» Prompt
Every entry gets copied exactly. No images go into the copy.

» The data
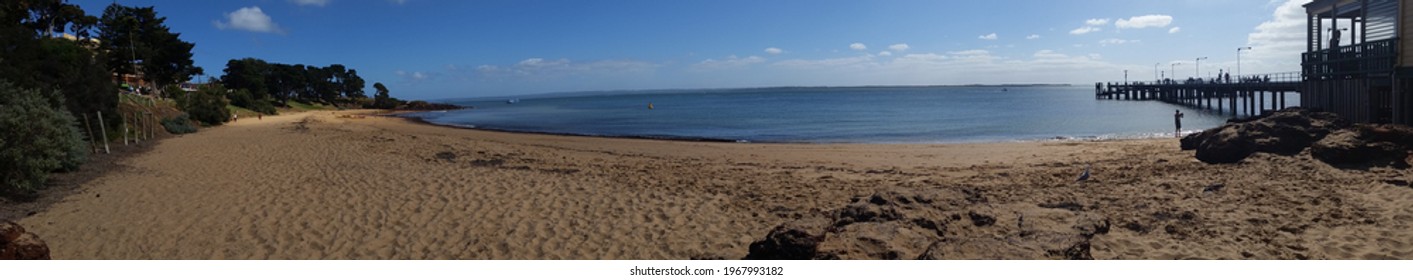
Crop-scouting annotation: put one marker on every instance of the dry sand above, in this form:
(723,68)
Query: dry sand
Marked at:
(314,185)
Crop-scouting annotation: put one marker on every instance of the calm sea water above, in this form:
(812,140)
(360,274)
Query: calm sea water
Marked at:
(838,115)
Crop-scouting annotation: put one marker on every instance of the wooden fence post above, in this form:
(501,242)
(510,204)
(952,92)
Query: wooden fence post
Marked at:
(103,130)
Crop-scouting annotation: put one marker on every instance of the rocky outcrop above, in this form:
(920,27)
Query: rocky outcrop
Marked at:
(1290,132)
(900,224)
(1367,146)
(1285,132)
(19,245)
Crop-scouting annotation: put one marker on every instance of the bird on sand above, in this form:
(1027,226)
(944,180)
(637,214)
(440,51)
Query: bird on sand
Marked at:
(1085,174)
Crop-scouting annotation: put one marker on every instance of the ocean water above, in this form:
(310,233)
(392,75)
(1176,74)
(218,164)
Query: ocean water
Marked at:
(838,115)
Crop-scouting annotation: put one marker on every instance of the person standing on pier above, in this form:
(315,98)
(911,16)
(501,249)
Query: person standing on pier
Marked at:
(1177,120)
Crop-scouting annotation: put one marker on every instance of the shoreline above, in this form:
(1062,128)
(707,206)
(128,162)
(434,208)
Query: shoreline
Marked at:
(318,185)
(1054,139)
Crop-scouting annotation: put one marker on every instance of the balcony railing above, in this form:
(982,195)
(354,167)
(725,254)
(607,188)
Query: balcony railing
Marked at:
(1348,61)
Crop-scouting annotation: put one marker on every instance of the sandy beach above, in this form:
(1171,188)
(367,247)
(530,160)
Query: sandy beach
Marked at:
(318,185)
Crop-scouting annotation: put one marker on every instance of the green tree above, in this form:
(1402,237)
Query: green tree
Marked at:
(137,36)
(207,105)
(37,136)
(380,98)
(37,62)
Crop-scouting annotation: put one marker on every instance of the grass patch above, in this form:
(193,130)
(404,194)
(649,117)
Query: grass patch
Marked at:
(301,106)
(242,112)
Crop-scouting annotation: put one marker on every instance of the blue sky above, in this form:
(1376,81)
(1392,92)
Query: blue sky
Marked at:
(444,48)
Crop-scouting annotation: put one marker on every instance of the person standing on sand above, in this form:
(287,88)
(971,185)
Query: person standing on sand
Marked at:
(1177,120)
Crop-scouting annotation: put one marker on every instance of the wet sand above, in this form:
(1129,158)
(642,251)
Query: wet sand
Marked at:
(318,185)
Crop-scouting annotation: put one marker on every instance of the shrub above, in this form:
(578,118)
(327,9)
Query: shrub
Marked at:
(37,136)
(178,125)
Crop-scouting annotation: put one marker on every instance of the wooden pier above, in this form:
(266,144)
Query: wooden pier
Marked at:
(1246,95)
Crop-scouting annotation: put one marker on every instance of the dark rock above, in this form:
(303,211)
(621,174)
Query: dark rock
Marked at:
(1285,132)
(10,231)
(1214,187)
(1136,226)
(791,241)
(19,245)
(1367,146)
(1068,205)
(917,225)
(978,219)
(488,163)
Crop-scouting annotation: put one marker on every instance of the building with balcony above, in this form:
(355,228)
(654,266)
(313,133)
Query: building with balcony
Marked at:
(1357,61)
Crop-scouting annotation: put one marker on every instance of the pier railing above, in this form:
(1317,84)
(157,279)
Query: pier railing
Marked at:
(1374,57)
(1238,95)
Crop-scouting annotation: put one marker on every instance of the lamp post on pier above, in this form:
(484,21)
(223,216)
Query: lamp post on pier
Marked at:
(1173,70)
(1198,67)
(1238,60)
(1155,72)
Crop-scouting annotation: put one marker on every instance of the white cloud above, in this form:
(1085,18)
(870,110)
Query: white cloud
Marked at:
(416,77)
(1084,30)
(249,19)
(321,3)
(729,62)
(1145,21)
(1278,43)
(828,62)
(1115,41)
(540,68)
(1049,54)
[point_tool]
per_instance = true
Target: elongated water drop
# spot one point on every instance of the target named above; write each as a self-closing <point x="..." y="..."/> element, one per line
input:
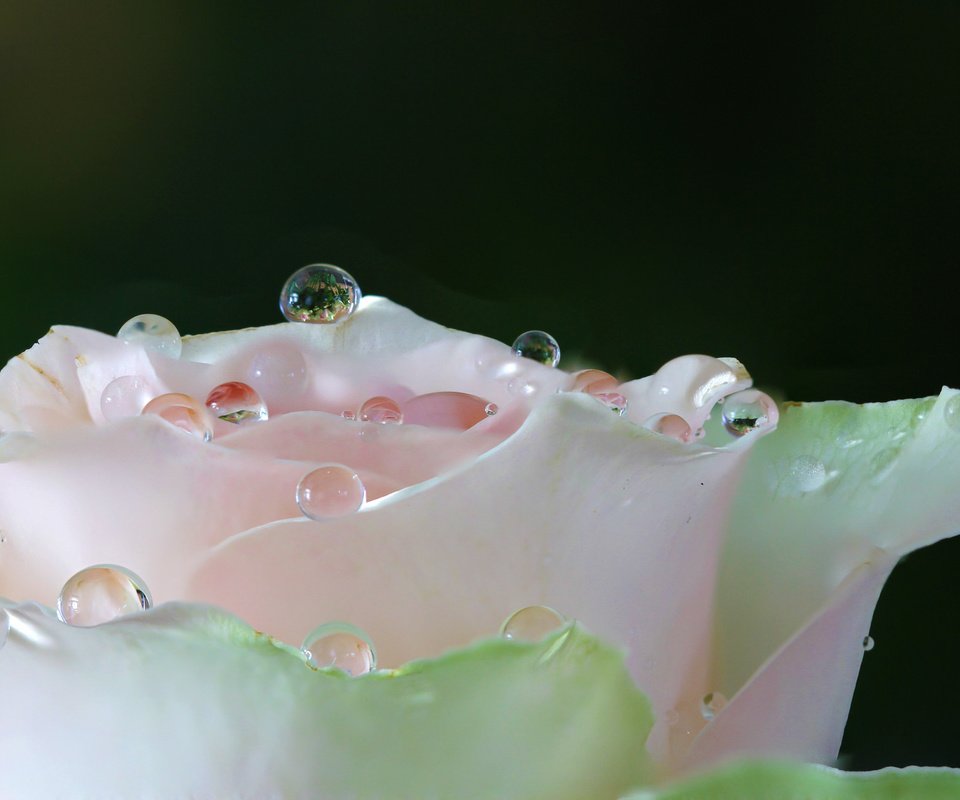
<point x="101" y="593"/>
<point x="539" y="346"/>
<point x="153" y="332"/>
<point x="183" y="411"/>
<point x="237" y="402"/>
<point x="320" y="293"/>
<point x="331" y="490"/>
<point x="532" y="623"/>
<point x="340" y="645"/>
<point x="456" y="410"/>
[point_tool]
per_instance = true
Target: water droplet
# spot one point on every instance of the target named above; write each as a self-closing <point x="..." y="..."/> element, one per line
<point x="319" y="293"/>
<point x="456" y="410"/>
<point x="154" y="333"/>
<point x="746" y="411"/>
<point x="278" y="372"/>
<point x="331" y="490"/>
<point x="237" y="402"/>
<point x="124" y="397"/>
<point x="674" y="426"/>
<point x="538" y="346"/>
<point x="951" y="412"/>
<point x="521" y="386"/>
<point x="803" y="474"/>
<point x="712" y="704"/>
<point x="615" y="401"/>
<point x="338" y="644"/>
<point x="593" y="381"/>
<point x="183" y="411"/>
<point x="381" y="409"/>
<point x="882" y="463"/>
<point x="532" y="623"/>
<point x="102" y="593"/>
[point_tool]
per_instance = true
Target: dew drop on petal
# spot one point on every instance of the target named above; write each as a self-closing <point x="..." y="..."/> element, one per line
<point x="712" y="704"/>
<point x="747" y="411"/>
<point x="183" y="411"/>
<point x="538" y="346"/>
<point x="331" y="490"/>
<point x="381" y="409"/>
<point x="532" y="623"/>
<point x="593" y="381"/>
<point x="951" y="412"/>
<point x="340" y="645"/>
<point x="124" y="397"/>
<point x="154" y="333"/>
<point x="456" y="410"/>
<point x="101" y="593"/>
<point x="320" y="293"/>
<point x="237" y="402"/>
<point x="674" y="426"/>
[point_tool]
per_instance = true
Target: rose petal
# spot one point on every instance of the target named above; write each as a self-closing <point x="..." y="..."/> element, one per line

» Problem solution
Crop-scouting annotation: put one marker on every instance of the dry sand above, in this form:
(723,68)
Query: dry sand
Marked at:
(314,185)
Crop-scouting annotation: put one marker on every instance of the calm sea water above, in this form:
(812,140)
(360,274)
Query: calm sea water
Marked at:
(838,115)
Crop-scouting annotation: put one marker on every instance of the wooden fence post above, in this form:
(501,242)
(510,204)
(952,92)
Query: wooden fence post
Marked at:
(103,130)
Crop-scouting annotation: put one marker on every instance of the rocky outcrop above, in this form:
(920,27)
Query: rocky outcrop
Marked at:
(1290,132)
(900,224)
(1367,146)
(1285,132)
(19,245)
Crop-scouting annotation: put one marker on every instance of the bird on sand above, in this form:
(1027,226)
(944,180)
(637,214)
(440,51)
Query: bird on sand
Marked at:
(1085,174)
Crop-scouting annotation: put one marker on every instance of the ocean water above, in this form:
(310,233)
(392,75)
(1176,74)
(218,164)
Query: ocean water
Marked at:
(838,115)
Crop-scouting annotation: put one marker on every instance of the person standing on pier above, in this form:
(315,98)
(911,16)
(501,249)
Query: person standing on pier
Marked at:
(1177,120)
Crop-scouting annotation: put one marker on every instance of the shoreline above, in this form:
(1062,128)
(707,206)
(128,162)
(434,208)
Query: shoreline
Marked at:
(318,185)
(1054,139)
Crop-scouting annotation: put one marker on every instance of the balcony railing above, in this form:
(982,195)
(354,167)
(725,254)
(607,188)
Query: balcony railing
Marked at:
(1348,61)
Crop-scouting annotation: put one marker on every instance of the sandy beach above, in this form:
(1171,188)
(367,247)
(530,160)
Query: sandy beach
Marked at:
(318,185)
Crop-scouting annotation: put one marker on every instance of the green tree above, in this form:
(1402,237)
Query: green tree
Marked at:
(137,36)
(207,105)
(37,136)
(380,98)
(37,62)
Crop-scouting annotation: put one marker on every instance of the grass patch above, in this form:
(193,130)
(404,194)
(649,117)
Query: grass patch
Marked at:
(301,106)
(242,112)
Crop-scouting annotation: put one marker on every instance of the blue sky above, in this form:
(1376,81)
(1392,92)
Query: blue sky
Marked at:
(444,48)
Crop-scouting annotation: put one marker on every instance of the person standing on sand above, in this form:
(287,88)
(971,185)
Query: person standing on sand
Marked at:
(1177,120)
Crop-scouting annotation: put one marker on every instance of the wet sand above, in this form:
(1129,158)
(642,251)
Query: wet sand
Marked at:
(318,185)
Crop-scouting annotation: put one marker on every instance of the shrub above, in this form:
(578,118)
(327,9)
Query: shrub
Marked at:
(37,136)
(178,125)
Crop-scouting annotation: put one marker on every instance of the wooden pier above, in this form:
(266,144)
Query: wooden pier
Marked at:
(1246,95)
Crop-scouting annotation: put one marker on every instance of the dark rock above, in this form:
(303,211)
(621,174)
Query: dark rock
Marked at:
(1285,132)
(10,231)
(1214,187)
(1136,226)
(791,241)
(19,245)
(1367,146)
(1068,205)
(917,225)
(978,219)
(488,163)
Crop-scouting annotation: put one marker on every instance of the building with balcony above, in this form:
(355,228)
(654,266)
(313,133)
Query: building with balcony
Marked at:
(1357,61)
Crop-scouting annotation: put one marker on every instance of the pier railing above, in this form:
(1317,84)
(157,279)
Query: pier railing
Marked at:
(1374,57)
(1238,95)
Crop-scouting annotation: put one marker on every instance of the lamp post on pier above, in this form:
(484,21)
(223,216)
Query: lamp post on pier
Marked at:
(1173,70)
(1198,67)
(1238,60)
(1155,72)
Crop-scouting annotation: put one marker on every instance of the white cloud above, in this form:
(1085,18)
(870,110)
Query: white cloud
Marked at:
(416,77)
(1084,30)
(249,19)
(321,3)
(729,62)
(1145,21)
(1278,43)
(828,62)
(1115,41)
(540,68)
(1049,54)
[point_tool]
per_instance = true
Target: elongated water drop
# spot one point on every instance of the target named above; write each as a self-closing <point x="..." y="..."/> element, one per line
input:
<point x="101" y="593"/>
<point x="539" y="346"/>
<point x="153" y="332"/>
<point x="183" y="411"/>
<point x="237" y="402"/>
<point x="320" y="293"/>
<point x="331" y="490"/>
<point x="532" y="623"/>
<point x="340" y="645"/>
<point x="456" y="410"/>
[point_tool]
per_instance = true
Target: water droplet
# spot one point on every instance of the target named above; write each as a self-closing <point x="..." y="..."/> element, one per line
<point x="319" y="293"/>
<point x="456" y="410"/>
<point x="154" y="333"/>
<point x="746" y="411"/>
<point x="278" y="372"/>
<point x="331" y="490"/>
<point x="237" y="402"/>
<point x="124" y="397"/>
<point x="674" y="426"/>
<point x="538" y="346"/>
<point x="951" y="412"/>
<point x="521" y="386"/>
<point x="803" y="474"/>
<point x="712" y="704"/>
<point x="615" y="401"/>
<point x="338" y="644"/>
<point x="593" y="381"/>
<point x="183" y="411"/>
<point x="381" y="409"/>
<point x="882" y="463"/>
<point x="532" y="623"/>
<point x="102" y="593"/>
[point_tool]
per_instance = true
Target: dew drop on petal
# spot one point on every instance of the target named above; write each as a self-closing <point x="..." y="..."/> element, one per line
<point x="712" y="704"/>
<point x="747" y="411"/>
<point x="183" y="411"/>
<point x="538" y="346"/>
<point x="331" y="490"/>
<point x="381" y="409"/>
<point x="532" y="623"/>
<point x="593" y="381"/>
<point x="951" y="412"/>
<point x="340" y="645"/>
<point x="124" y="397"/>
<point x="154" y="333"/>
<point x="456" y="410"/>
<point x="101" y="593"/>
<point x="320" y="293"/>
<point x="237" y="402"/>
<point x="674" y="426"/>
[point_tool]
per_instance = true
Target: rose petal
# spot one point on every instance of the target named above; write each as a self-closing <point x="..." y="..."/> element, one per line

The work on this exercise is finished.